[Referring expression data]
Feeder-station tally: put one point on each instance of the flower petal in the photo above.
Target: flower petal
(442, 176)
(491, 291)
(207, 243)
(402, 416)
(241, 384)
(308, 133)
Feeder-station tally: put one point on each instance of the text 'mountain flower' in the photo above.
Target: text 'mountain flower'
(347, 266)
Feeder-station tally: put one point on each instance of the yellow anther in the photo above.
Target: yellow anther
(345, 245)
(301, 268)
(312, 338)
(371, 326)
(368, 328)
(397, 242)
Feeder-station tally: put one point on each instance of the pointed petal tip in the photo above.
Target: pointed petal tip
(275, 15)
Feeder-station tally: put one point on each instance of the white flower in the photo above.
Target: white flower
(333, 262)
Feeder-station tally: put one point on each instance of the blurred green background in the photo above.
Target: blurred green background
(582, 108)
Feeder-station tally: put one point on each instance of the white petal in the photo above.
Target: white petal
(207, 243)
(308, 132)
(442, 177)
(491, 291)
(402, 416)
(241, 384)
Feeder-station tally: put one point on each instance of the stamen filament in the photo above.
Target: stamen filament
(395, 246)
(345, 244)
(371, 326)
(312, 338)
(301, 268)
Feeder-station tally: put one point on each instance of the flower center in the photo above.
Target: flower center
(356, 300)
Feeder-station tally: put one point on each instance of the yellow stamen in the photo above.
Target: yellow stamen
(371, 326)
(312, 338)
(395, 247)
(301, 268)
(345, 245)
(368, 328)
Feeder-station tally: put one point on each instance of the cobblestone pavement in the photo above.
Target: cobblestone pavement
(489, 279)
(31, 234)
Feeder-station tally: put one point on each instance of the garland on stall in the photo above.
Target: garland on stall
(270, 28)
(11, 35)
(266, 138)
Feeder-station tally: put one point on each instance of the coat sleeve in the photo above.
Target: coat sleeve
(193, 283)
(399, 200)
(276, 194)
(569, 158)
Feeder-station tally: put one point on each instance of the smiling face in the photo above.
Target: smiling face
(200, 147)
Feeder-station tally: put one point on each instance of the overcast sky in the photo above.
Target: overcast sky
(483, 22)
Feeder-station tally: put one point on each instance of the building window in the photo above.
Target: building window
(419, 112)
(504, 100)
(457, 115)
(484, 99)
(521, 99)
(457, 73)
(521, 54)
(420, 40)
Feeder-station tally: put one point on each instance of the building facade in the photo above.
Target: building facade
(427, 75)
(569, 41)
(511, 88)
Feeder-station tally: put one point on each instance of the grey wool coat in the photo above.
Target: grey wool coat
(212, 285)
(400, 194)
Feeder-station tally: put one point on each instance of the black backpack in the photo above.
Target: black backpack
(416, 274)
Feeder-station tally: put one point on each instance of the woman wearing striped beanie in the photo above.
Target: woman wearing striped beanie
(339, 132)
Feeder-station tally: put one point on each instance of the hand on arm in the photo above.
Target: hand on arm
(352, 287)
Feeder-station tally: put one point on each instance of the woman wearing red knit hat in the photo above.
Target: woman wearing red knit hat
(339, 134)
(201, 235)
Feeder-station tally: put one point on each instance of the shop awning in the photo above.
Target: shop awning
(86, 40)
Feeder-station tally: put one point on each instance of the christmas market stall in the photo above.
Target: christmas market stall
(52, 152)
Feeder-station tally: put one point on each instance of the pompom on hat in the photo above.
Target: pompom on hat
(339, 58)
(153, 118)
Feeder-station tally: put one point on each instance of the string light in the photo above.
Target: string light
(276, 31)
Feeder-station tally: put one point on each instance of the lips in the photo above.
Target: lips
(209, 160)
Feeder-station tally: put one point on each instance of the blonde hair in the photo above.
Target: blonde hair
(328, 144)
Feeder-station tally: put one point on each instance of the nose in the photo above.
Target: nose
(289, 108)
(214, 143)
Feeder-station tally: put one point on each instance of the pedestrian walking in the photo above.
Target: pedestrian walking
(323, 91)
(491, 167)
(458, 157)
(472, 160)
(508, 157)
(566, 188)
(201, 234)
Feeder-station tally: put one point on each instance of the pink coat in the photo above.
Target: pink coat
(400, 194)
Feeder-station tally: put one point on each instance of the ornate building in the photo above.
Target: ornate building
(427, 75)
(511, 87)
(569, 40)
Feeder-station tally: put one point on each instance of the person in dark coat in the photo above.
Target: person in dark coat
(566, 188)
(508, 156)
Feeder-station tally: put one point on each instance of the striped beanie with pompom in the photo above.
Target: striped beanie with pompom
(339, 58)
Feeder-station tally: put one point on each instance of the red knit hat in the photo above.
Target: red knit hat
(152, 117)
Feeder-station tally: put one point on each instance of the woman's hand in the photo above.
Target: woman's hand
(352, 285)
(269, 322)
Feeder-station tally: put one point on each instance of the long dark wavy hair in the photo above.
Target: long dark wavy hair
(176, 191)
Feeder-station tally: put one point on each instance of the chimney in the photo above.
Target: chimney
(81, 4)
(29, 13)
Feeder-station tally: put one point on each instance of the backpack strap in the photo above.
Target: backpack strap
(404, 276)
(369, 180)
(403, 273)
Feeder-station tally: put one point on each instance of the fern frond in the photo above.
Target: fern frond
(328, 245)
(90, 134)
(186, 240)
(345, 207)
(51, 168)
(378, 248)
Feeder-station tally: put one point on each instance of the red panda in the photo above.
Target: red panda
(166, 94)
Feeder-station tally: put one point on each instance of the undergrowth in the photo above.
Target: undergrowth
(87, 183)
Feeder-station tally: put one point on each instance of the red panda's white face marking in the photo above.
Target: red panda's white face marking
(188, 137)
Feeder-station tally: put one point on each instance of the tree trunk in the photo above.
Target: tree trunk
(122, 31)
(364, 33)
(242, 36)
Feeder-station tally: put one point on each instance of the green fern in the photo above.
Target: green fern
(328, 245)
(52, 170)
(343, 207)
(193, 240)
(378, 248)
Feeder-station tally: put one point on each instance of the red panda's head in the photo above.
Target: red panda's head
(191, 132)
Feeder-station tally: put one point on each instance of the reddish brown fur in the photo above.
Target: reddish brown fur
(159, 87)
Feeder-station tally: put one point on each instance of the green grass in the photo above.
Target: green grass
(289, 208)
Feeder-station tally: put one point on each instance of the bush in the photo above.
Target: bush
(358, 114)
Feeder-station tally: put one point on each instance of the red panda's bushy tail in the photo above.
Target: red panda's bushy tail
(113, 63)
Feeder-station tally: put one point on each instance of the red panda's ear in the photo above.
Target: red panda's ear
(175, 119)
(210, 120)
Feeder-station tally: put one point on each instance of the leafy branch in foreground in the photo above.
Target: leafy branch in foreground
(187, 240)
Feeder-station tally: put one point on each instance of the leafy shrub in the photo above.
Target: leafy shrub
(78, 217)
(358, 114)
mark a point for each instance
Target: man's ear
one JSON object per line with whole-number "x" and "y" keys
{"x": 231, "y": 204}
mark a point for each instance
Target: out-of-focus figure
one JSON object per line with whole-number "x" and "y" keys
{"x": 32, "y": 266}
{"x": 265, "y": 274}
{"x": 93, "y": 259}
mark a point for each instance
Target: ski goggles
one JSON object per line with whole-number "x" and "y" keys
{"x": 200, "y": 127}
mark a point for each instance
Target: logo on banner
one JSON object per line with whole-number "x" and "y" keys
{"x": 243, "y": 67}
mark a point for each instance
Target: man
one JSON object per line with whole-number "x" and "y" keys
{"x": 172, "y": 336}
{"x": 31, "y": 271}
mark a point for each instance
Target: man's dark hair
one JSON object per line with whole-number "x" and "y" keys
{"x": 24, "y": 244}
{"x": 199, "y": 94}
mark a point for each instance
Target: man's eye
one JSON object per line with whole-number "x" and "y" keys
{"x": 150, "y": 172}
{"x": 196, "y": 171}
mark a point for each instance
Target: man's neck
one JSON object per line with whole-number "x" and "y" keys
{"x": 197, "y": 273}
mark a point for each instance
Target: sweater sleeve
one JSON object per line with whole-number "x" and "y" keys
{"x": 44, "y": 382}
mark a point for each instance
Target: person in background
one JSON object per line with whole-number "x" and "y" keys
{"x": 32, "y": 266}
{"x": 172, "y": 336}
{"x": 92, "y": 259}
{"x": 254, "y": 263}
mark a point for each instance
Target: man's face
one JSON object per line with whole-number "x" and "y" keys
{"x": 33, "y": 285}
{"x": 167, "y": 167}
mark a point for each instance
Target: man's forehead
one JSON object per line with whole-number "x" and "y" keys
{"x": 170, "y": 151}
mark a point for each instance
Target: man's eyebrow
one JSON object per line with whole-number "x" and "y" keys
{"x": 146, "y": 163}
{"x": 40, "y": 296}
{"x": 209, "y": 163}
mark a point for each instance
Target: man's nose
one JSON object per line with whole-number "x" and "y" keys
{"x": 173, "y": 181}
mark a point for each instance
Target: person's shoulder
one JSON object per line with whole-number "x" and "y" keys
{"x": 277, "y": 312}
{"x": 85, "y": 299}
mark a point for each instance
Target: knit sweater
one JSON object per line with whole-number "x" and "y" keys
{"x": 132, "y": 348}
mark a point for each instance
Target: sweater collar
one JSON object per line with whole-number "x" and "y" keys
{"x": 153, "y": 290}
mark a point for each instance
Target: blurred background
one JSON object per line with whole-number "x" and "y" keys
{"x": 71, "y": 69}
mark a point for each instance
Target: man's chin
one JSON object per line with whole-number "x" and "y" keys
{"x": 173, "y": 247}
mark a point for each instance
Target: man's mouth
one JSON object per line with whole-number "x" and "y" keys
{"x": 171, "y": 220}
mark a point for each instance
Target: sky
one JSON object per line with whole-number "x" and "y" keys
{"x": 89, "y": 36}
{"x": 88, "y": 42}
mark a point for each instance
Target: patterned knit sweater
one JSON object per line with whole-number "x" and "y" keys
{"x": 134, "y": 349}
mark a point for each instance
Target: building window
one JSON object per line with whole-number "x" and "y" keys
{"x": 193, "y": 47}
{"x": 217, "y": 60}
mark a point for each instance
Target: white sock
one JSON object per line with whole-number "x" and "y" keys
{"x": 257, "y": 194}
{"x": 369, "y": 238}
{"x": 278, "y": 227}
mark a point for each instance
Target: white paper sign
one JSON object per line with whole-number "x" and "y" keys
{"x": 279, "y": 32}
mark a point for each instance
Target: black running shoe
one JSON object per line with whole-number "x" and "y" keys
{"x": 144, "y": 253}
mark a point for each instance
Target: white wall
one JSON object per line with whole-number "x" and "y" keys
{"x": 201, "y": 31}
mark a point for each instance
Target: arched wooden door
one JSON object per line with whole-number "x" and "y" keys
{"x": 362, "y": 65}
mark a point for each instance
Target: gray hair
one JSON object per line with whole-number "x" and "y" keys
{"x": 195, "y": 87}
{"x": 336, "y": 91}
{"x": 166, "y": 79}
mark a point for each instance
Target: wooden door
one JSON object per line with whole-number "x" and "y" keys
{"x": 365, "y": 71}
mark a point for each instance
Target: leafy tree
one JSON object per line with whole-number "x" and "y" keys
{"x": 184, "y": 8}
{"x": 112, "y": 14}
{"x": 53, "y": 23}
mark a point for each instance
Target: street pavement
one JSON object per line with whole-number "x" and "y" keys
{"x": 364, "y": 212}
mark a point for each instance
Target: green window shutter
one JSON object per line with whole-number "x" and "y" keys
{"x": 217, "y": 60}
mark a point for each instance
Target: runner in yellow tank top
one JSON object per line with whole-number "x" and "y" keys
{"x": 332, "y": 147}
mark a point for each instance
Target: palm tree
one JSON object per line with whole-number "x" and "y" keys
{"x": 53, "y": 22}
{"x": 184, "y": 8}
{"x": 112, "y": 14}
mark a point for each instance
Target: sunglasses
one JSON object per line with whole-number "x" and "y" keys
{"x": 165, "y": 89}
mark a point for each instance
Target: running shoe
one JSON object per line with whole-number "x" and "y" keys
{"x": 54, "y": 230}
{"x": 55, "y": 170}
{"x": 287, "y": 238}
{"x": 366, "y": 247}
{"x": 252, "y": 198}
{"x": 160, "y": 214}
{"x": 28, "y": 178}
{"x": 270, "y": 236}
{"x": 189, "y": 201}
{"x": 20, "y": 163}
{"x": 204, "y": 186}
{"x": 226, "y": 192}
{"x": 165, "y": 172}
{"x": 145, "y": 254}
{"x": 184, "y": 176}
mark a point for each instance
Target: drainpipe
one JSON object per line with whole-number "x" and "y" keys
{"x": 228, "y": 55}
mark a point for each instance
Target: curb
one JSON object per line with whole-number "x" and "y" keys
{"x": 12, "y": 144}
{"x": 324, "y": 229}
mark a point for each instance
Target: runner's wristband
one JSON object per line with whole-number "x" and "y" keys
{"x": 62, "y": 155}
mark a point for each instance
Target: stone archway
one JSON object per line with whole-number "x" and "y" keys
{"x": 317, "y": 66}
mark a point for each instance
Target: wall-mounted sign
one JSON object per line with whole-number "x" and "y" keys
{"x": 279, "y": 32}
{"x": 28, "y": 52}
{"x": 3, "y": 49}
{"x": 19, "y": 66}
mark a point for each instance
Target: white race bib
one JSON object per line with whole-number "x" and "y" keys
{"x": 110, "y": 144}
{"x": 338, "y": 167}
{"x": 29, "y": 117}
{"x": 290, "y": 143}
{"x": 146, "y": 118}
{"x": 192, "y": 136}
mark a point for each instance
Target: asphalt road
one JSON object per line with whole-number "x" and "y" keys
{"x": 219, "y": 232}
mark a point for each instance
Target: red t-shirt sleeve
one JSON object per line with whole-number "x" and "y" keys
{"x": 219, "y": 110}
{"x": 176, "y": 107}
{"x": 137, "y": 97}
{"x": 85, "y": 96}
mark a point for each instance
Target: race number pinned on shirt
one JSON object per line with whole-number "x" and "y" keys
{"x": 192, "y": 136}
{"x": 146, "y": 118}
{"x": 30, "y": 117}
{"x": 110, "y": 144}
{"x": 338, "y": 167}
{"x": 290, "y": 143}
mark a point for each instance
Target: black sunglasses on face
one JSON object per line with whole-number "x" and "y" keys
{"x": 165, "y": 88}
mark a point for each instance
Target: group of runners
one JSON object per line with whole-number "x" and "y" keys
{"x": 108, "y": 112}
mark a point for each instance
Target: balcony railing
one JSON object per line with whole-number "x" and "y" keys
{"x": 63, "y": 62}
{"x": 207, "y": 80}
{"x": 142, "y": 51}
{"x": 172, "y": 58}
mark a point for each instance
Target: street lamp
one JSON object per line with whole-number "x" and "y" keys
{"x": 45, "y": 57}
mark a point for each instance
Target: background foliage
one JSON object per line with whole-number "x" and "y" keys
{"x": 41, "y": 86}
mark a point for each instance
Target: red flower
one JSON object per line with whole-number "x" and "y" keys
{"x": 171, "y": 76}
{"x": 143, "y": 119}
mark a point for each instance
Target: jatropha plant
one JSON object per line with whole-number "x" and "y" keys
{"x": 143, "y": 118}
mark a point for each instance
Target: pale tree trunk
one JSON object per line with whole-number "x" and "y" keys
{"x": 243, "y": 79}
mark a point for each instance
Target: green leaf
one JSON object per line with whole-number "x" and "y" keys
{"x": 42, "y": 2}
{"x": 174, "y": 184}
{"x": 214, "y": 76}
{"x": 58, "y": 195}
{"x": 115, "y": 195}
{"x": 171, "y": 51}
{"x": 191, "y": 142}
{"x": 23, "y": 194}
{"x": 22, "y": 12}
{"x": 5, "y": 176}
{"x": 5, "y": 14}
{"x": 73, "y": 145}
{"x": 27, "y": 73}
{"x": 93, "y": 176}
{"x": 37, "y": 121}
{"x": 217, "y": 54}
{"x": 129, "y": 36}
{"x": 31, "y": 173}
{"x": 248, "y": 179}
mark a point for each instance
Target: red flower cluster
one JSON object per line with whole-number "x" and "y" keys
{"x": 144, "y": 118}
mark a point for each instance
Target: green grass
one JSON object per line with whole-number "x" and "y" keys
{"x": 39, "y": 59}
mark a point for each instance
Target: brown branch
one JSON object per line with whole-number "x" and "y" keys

The task =>
Among the lines above, repeat exactly those from the line with "flower in the photo above." to the line with "filament in the photo above.", counting both ends.

Answer for the task =>
Feeder-station tally: put one point on each instance of the white flower in the photo above.
Target: white flower
(333, 262)
Feeder-station tally: put one point on each instance of the blurred green background in the photo above.
Target: blurred green background
(582, 108)
Feeder-station tally: put one point on each instance of the white petal in the photo above.
Target: white petal
(207, 243)
(308, 132)
(442, 177)
(491, 291)
(402, 416)
(241, 384)
Feeder-station tally: put one point on each instance of the stamen filament in the photo above.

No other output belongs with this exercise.